■ **Segmentation dataset excerpts**
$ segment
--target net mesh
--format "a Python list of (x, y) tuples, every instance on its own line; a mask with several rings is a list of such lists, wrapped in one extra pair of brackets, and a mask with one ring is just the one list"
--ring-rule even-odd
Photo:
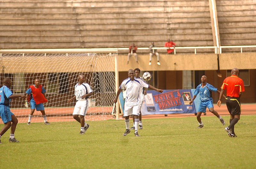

■ **THE REQUEST**
Rewrite the lines of every item above as a numbered list, skipping any blank lines. Omit the pictures from your answer.

■ **OUTPUT FOR THIS TASK**
1. $ segment
2. --target net mesh
3. --format "a Python list of (x, y) tuples, every instance on its own line; a mask with several rings is a list of such lists, wrapped in one extra pair of brackets, and a mask with one ring is just the one list"
4. --ring-rule even-odd
5. Photo:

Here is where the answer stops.